Source data:
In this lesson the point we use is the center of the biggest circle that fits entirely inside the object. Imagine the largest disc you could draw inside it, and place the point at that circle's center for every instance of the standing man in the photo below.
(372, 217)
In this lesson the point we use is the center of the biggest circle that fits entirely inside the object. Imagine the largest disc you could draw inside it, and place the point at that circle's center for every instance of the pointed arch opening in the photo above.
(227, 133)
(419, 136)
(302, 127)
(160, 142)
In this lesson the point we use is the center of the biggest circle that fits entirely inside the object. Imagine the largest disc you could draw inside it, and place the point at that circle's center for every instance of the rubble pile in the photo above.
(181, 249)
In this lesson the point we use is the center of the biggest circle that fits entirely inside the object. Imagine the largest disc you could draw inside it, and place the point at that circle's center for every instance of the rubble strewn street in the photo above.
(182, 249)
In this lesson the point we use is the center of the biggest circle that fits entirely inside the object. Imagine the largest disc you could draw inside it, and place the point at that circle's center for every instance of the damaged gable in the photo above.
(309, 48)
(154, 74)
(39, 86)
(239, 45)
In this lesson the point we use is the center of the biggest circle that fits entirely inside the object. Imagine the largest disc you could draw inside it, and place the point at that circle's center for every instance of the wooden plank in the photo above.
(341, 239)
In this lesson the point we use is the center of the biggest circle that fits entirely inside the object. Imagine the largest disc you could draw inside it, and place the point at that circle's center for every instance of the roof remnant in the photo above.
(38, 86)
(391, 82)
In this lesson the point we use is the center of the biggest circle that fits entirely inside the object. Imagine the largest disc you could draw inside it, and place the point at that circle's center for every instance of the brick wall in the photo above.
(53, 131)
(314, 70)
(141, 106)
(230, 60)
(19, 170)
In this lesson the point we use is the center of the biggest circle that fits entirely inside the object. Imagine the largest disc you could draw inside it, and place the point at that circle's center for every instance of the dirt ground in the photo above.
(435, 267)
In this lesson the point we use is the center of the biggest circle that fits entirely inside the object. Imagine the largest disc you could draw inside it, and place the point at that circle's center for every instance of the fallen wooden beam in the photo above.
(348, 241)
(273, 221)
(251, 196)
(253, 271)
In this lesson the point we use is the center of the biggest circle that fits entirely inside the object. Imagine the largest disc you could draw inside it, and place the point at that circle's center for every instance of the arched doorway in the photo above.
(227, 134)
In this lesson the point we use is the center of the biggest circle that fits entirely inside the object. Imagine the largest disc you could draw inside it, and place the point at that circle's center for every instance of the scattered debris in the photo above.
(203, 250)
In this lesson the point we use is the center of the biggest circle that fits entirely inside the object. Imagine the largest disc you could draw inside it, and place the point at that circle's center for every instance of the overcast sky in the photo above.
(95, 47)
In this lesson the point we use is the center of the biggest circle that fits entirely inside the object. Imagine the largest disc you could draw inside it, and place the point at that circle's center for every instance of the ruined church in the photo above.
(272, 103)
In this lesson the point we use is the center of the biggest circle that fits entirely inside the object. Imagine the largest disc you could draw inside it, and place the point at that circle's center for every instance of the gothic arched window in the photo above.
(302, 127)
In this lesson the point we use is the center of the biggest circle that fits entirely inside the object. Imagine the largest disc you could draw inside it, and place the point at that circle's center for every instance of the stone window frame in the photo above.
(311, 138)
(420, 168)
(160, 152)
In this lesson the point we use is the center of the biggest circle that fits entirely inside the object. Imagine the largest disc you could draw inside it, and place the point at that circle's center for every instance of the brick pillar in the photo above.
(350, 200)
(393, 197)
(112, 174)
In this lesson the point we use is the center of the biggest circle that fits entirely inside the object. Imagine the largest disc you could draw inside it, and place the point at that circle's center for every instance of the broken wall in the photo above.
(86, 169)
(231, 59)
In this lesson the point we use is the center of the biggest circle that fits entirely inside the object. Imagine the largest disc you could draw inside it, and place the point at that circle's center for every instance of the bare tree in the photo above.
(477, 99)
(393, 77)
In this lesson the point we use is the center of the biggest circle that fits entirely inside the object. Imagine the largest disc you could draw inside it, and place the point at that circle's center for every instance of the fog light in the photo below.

■ WHAT IS REQUIRED:
Each line of the data should be transcribed exactly.

■ ANSWER FOR THIS EXERCISE:
In this lesson the point we use is the center of the biggest circle that fits entirely inside the object. Imagine the largest disc you could draw inside it, and place the point at that circle's center for every instance of the standing man in the photo below.
(372, 217)
In this lesson the point we use is the center of the biggest circle that fits entirely inside the object. Imagine the largest disc you could draw inside it, and place the point at that circle's center for every instance of the pointed arch opening in the photo above.
(227, 133)
(419, 136)
(302, 127)
(160, 142)
In this lesson the point we use is the center of the biggest circle that fits entirely inside the object. Imagine the largest disc you could draw inside it, and place the point at that circle's center for every instance of the rubble pile in the photo above.
(181, 249)
In this lesson the point we use is the center of the biggest circle that fits entirely inside the object. Imagine the largest disc you could draw inside it, and place the point at that circle's center for every instance of the rubble strewn street in the photo above.
(182, 249)
In this lesson the point we use is the center of the biggest circle that fits entirely inside the object. Imagine the largest disc you could draw inside it, and place the point at that circle's center for every instance of the damaged gable in the photo above.
(309, 48)
(154, 74)
(39, 86)
(239, 45)
In this lesson the point we use is the center of the biggest circle that fits entirely inside the object. Imagine the largest disc you could draw inside it, and place the point at that circle's center for every instance of the wooden plank in the photo above.
(341, 239)
In this lesson the point we use is the center of the biggest circle that fits entirely inside the object. Imagine the largest disc you could draw inside it, and place the point at that circle's center for every instance of the roof remnant in the photo above.
(38, 86)
(391, 82)
In this lesson the point we use is the center of the biggest circle that fits entirely inside the object. Imagine the largest disc you could draw inside it, and place the point at that circle's center for every instance of the brick wall in the photo above.
(53, 131)
(314, 70)
(141, 106)
(230, 60)
(19, 170)
In this lesson the point we use is the center of the biggest circle that fits entirely inside the object. Imagine the largest disc you could draw inside it, and place the point at that circle's center for every instance of the dirt ground in the photo above.
(435, 267)
In this lesson the point we use is the center of the biggest circle that fits entirely inside the object. Imagine the largest disc you could draw inside it, and place the point at that circle's center for every instance of the fallen wooden beam in the photo above.
(348, 241)
(273, 221)
(251, 196)
(253, 271)
In this lesson the point we use is the center of the biggest circle that fits entirely inside the object. Imagine the largest disc you could draw inside it, and place the point at that circle's center for every instance of the arched doorway in the photo above.
(227, 134)
In this lesson the point we use is the center of the biggest circle that fits entirely inside the object. Imagine the largest disc you could draw inside it, and place the point at that circle's center for every instance of the scattered debris in the photo above.
(203, 250)
In this lesson the point we use is the center of the biggest circle that fits entirely inside the object. Imagine the largest disc you could draw inside it, and place the point at that circle's center for every instance of the overcast sky in the photo above.
(95, 47)
In this lesson the point we use is the center of the biggest circle that fits entirely inside the object. Imagine the largest disc you could draw inside it, and place the point at that circle's center for every instance of the ruined church in the photo above.
(272, 103)
In this lesson the point we use is the center of the biggest circle that fits entirely inside the object. Imagine the largest disc you could draw inside it, and place the point at that circle's center for every instance of the gothic arched window in the photo above.
(302, 127)
In this lesson the point we use is the center of the biggest circle that fits entirely inside the object. Imagine the largest disc you could draw inside it, and place the point at that circle's center for every instance of the stone window frame in the photo above.
(311, 138)
(420, 168)
(160, 152)
In this lesson the point we use is the center of the biggest circle that fits entirely inside the object. Imagine the largest disc you could draw inside it, and place the point at that circle's center for every instance of the brick pillar in the photo above.
(350, 200)
(393, 197)
(112, 174)
In this lesson the point we use is the center of the biggest circle that fits entirely inside the object. Imagine the largest disc you could draw inside it, and place the point at that circle's center for every instance of the broken wall in the photo above.
(86, 169)
(231, 59)
In this lesson the point we use is the center of the biggest circle that fits entirely inside the object. Imagine the largest disc you could draw inside it, and place the point at that circle's center for every instance of the bare tree in the photo above.
(477, 99)
(393, 77)
In this lesson the point we use is the center of the biggest circle that fits entirely inside the object. Imagine the largest disc you could draw inside it, and place the point at that circle's center for every instance of the fog light in the photo below.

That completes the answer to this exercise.